> _DOCUMENT SEGMENT_:
Start
To unsubscribe, send a message to hdf-forum-unsubscribe@hdfgroup.org.

Hi Ray,

Thank you for responding. It sounds like you have adopted my "OTPI" approach, no? Do you have any idea at what point it will breakdown? That is, is there an effective limit to the number of datasets/tables within one file? How did you determine what chunksizes to use? Could you detail your merging/sorting a little bit further? In particular, you mention putting selections into memory, but in some cases I care about this would definitely exhaust memory, so I need something that will perform a sorted merge as it's reading from hdf5.

Thanks for your help,

     Tito.

···

________________________________
From: Ray Burkholder <ray@oneunified.net>
To: Tito Ingargiola <tito@puppetmastertrading.com>; hdf-forum@hdfgroup.org
Sent: Tuesday, December 23, 2008 1:15:26 PM
Subject: RE: [hdf-forum] modelling tick data

I've been writing a Microsoft Visual C++ Automated Trading
Program. I've used HDF5 for the data storage component. I use
chunked storage to facilitate on the file compression/decompression.
I've used the built-in HDF5 ability to break one large file into separate
chunks. I use the HDF5 built-in directory to segregate data by symbol and
day. By using the built-in ability to link files, 'virtual directories'
can be built up. I've been collecting quote and trade data.

By creating the record structures in C++, they can easily be
mapped into HDF5. I use the boost::date library for high resolution
datetime stamps. Using some customized STL concept code, I can use
b-tree searches on my data for selecting datetime ranges. The ranges get read
into memory structures for further processing and organization. I store
instruments by day. Higher level code needs to worry about aggregating
multiple days, if that is needed.

My scale of data collection is no where near as extensive as
yours is/mightbe. But I think that with appropriate tuning, and clever
programming, you can get what you want. Just make sure that
whatever you do, is compiled. When one gets several hundred
thousand quotes/trades for an instrument per day, the sheer volume of data
takes a while to I/O. If compression is used (there are a few clever
concepts HDF5 can use for when sequential values vary only slightly in the last
few bytes), that requires additional horsepower.

If you are interested in details, let me know.

Ray

From:Tito Ingargiola
[mailto:tito@puppetmastertrading.com]
Sent: Tuesday, December 23, 2008 13:58
To: hdf-forum@hdfgroup.org
Subject: [hdf-forum] modelling tick data

Hi,

I'm trying to figure out how to best use hdf5 for my data. I've been
experimenting with various options but there seem to be many, many different
ways to model things and no relevant examples that I have come across.

Below I describe the data and its primary use as well as some questions about
how I might most effectively model it within hdf5. I'm using the C
interface and, to the degree possible, would like to use the HL interfaces as
much as possible. Utlimately, I will also need to access this data via
Java in some cases and believe that my best bet is to write the storage and
query code in C and then use SWIG/JNI to access this via Java. (This is
based on prototyping I've done and my assessment of the current Java hdf5
interface.) Thus, using pytables doesn't seem applicable for my circumstance.

I'll appreciate any responses, insights or pointers you might provide.
Thanks and best wishes for the holidays,

     Tito.
End
> _STORED RECORDS_:
Start
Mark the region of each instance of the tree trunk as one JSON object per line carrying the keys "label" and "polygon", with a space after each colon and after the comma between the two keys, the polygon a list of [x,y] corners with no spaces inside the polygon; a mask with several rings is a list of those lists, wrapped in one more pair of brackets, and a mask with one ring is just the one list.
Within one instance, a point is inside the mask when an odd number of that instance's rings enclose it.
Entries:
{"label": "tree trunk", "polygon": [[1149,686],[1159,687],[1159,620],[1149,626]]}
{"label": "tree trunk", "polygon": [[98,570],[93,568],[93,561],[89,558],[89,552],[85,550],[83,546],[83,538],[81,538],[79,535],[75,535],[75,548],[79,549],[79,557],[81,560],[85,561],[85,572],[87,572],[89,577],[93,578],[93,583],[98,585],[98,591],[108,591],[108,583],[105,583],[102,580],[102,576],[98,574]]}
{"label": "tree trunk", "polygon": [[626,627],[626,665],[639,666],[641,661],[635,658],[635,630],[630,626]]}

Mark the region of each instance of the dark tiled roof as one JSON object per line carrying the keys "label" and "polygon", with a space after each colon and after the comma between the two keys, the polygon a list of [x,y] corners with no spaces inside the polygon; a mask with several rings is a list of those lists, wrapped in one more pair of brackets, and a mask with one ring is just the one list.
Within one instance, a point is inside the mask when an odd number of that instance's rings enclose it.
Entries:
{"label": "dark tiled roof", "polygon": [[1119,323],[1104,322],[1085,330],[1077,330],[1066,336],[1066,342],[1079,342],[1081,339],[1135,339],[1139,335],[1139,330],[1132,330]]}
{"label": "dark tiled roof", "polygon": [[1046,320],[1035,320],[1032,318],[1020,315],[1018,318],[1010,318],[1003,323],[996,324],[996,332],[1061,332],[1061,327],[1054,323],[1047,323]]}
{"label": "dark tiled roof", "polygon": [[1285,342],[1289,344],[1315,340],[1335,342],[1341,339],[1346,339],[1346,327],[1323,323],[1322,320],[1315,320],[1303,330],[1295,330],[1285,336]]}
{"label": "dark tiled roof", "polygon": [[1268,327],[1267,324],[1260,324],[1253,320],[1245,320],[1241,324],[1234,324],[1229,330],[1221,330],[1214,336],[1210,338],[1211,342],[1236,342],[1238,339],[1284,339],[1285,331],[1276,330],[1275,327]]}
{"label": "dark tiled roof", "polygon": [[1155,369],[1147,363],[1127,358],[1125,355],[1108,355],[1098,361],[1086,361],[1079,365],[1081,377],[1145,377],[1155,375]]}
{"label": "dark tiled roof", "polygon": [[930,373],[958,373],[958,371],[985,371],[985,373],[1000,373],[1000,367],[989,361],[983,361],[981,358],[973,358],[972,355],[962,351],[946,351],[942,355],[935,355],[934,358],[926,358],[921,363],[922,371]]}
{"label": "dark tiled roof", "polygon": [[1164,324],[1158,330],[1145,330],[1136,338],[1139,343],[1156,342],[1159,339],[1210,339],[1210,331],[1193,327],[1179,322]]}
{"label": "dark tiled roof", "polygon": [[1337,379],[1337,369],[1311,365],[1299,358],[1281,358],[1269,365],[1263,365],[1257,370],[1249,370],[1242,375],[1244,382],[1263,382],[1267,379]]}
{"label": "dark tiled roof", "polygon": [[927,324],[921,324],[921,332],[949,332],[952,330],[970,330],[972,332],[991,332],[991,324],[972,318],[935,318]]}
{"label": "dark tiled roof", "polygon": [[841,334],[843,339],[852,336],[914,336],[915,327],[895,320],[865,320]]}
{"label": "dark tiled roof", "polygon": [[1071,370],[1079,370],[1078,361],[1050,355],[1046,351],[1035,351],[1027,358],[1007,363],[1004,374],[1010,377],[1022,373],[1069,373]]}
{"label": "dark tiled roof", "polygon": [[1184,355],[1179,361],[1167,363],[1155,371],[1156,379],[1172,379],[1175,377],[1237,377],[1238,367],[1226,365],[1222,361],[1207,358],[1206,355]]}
End
> _WORK INSTRUCTIONS_: Supply what comes next in the forum thread about modeling tick data in HDF5, starting right after its closing sign-off. The lines are separate material and are unrelated to the forum thread.

> _EXERCISE OUTPUT_:
--

A description of the data and its use

The data is all timestamped financial streams of "tick" data.
Each record is small (a few hundred bytes at the most), but there are many - in
a day you may see many hundred million to a few billion. Each record is
naturally partitioned by instrument (eg, "microsoft",
"ibm", "dec crude", etc). There are less than 30K
instruments in the universe I might care about.

I (more or less) don't care how long it takes to construct the h5
files/structures as it will be performed offline and the only critical query I
care about is something like:
"Get
ticks for instruments {i1...in} from time t1 to time t2 ordered by time,
instr".

That is, I need to be able to "replay" a subset of the instruments
within the data store over some period of time. But I really care that
this be as fast as possible.

Questions

0. Am I barking up the wrong tree? Is HDF5 an appropriate
technology for the use I've described?

1. Given the size/volume of the data, my thought is to partition h5 files by
day. Uncompressed, the files will be on the order of ~25G. Does
this sound reasonable? What are the key factors impacting this decision
from an hdf5 perspective?

Two alternative models come immediately to mind: one big table (OBT) per day
ordered by instrument and then time, or one table per instrument (OTPI) ordered
by time. My current inclination is OTPI as it seems more manageable
assuming the overhead of so many tables isn't an issue.

2a. Are there other, better models you suggest I investigate?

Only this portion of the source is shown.